Source information =
====
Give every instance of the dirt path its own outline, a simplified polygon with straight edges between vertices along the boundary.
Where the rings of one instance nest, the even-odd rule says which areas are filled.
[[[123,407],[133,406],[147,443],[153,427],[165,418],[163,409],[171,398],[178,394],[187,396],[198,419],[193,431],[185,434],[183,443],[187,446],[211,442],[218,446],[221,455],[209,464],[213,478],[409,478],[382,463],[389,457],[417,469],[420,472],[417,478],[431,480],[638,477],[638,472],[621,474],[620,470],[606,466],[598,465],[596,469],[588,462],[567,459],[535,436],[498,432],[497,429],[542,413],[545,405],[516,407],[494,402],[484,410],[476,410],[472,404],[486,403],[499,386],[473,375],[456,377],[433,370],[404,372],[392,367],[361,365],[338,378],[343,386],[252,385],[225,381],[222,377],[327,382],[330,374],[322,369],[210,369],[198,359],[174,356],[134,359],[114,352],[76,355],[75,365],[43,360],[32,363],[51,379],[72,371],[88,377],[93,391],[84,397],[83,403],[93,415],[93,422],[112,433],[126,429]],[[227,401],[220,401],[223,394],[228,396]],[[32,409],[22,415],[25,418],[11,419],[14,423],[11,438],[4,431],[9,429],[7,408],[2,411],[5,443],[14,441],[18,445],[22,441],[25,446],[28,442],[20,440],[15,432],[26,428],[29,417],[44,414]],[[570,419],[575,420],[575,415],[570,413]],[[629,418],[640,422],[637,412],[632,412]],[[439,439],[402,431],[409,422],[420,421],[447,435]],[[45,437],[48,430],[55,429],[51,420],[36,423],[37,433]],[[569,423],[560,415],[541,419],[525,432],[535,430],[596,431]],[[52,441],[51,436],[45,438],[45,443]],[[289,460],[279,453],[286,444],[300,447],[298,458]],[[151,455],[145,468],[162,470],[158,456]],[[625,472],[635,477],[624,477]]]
====
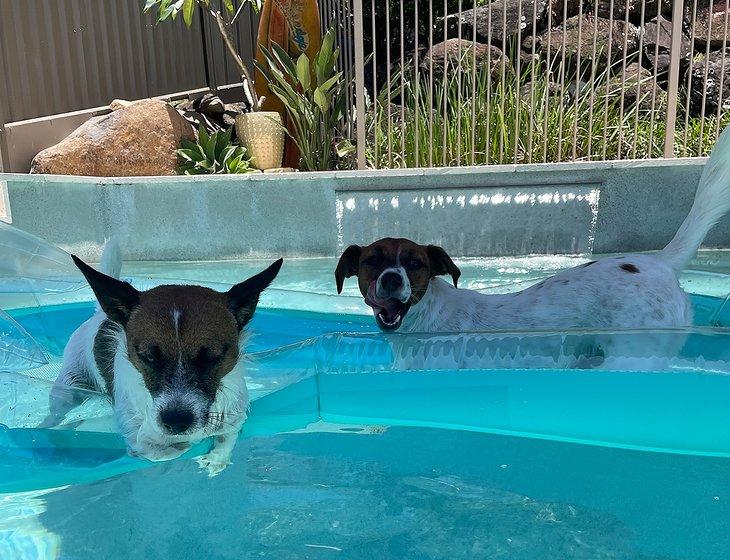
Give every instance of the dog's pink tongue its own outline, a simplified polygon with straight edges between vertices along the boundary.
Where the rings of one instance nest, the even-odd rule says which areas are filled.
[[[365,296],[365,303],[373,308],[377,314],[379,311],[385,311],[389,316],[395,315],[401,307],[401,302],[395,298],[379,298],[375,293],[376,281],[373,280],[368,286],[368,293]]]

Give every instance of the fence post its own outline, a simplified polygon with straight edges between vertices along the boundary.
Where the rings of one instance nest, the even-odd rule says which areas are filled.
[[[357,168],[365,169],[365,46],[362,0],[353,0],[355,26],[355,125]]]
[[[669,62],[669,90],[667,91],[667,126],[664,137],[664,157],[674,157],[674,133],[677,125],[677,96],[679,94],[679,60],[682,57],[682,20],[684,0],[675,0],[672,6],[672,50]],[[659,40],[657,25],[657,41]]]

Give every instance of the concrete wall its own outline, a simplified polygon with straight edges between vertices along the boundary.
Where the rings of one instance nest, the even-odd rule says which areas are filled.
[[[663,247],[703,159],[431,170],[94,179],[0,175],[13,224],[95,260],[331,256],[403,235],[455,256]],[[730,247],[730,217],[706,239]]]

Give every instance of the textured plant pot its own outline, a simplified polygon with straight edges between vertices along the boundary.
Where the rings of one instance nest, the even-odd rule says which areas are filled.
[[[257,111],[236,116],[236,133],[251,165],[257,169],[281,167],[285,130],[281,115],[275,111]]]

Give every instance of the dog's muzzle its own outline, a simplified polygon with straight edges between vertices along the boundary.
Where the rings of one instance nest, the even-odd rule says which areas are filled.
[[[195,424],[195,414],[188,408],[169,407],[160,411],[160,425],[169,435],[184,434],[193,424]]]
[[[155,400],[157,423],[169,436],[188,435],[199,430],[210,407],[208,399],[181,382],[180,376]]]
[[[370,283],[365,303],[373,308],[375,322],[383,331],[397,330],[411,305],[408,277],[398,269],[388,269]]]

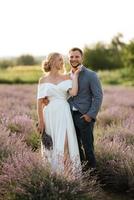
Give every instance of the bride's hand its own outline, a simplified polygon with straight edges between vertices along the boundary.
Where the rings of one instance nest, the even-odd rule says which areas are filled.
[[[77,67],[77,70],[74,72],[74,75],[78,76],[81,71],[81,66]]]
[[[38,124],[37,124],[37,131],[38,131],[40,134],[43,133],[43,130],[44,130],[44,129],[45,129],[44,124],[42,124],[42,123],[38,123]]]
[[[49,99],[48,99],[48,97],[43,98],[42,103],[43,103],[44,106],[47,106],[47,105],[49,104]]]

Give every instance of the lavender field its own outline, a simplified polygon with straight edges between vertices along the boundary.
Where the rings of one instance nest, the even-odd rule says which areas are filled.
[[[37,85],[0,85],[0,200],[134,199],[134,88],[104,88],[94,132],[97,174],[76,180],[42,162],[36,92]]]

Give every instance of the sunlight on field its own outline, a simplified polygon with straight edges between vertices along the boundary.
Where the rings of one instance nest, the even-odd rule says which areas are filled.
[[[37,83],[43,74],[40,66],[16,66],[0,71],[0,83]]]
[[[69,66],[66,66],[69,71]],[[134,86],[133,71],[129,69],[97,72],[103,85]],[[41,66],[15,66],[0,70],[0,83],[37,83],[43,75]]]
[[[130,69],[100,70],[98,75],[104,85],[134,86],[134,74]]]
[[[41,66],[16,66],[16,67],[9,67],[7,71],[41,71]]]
====
Show every line above in which the word "field" appears.

Result of this exercise =
Give every instance of the lavender field its own outline, a simplified polygon with straight edges between vertices along the boundary.
Give every instance of the sunlight on field its own outline, a simplified polygon with straight edges between vertices along the boundary.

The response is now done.